EXERCISE BRIEF. Copy word for word the part of the guest blog on hospital cybersecurity that opens with the words containing "This is just" and closes with "to hospital networks.".

TEXT SHOWN.

This guest blog was contributed by Zubaid Kazmi, Managing Director, Identity Access Management, MorganFranklin Consulting

Zubaid Kazmi

In January, Lurie’s Children’s Hospital of Chicago was hit by a cyberattack, which resulted in the organization shutting down its network. While the hospital remains operational, it’s still working to restore its computer systems, leaving email, phones and other electronic systems affected. 


This is just the latest attack spotlighting increasing threats against healthcare organizations, making it more important now than ever to closely monitor who and what is connected to hospital networks.


To help mitigate the risk of cyberattacks, hospitals should proactively develop a centralized identity access management (IAM) system. IAM systems play a crucial role in hospital cybersecurity by helping detect inappropriate access and permissions risks as both preventative and detective measures, allowing hospitals to take action before incidents become major problems.


Hospital security leaders should focus on three key areas to create a robust IAM program that reduces the impact of cyberattacks on patient safety, revenue, reputational loss, and operations.


Implement a centralized dashboard to provide essential, real-time IAM functions. 

User rights and privileges, or simply who in an organization has access to which data and systems, need to be readily visible to the security team. Using IAM platforms and tools provides a scalable and automated foundation for granting access, password management, compliance, and identity-enabled visibility.

RECORDED DATA.
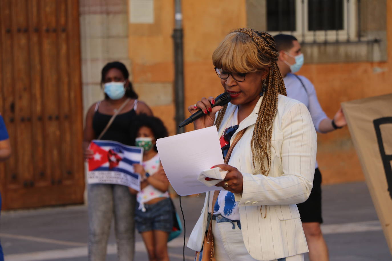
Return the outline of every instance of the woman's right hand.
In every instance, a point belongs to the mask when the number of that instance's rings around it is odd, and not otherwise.
[[[222,106],[215,106],[211,108],[211,104],[215,103],[214,97],[210,97],[207,99],[202,98],[195,105],[191,105],[188,107],[188,110],[193,114],[199,110],[201,110],[204,115],[193,122],[193,126],[195,130],[202,129],[207,127],[210,127],[214,125],[215,120],[215,114],[216,112],[223,108]]]
[[[91,149],[86,149],[84,150],[84,158],[86,160],[88,160],[89,158],[91,158],[93,157],[93,156],[94,154],[94,152]]]

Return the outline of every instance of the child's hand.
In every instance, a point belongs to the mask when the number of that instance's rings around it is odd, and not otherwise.
[[[161,181],[165,181],[167,180],[167,178],[166,177],[166,174],[165,173],[163,167],[161,165],[158,169],[158,170],[154,174],[154,177],[157,179]]]
[[[135,163],[132,166],[133,166],[133,171],[135,172],[135,173],[140,174],[140,176],[142,176],[142,179],[144,179],[146,171],[144,170],[144,168],[143,167],[143,166],[137,163]]]

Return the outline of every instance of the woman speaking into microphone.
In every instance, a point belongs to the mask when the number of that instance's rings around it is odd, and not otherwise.
[[[278,55],[265,32],[229,34],[212,62],[230,102],[211,108],[214,98],[203,98],[188,107],[205,114],[195,130],[216,126],[227,164],[211,167],[228,171],[216,185],[227,191],[207,193],[189,238],[198,260],[296,261],[308,252],[296,204],[312,189],[316,134],[305,105],[286,96]]]

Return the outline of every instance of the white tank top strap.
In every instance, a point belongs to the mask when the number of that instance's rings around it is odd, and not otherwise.
[[[135,100],[135,102],[133,104],[133,109],[136,111],[136,108],[138,107],[138,100]]]
[[[101,103],[101,101],[99,101],[97,102],[97,103],[95,104],[95,110],[94,110],[94,112],[96,112],[97,110],[98,110],[98,107],[99,107],[99,104],[100,103]]]

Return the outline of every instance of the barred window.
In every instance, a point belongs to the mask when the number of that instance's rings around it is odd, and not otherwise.
[[[302,42],[349,41],[359,36],[358,1],[267,0],[267,30]]]

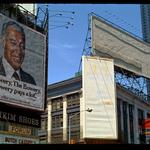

ANSWER FOR THE TASK.
This is just the latest attack spotlighting increasing threats against healthcare organizations, making it more important now than ever to closely monitor who and what is connected to hospital networks.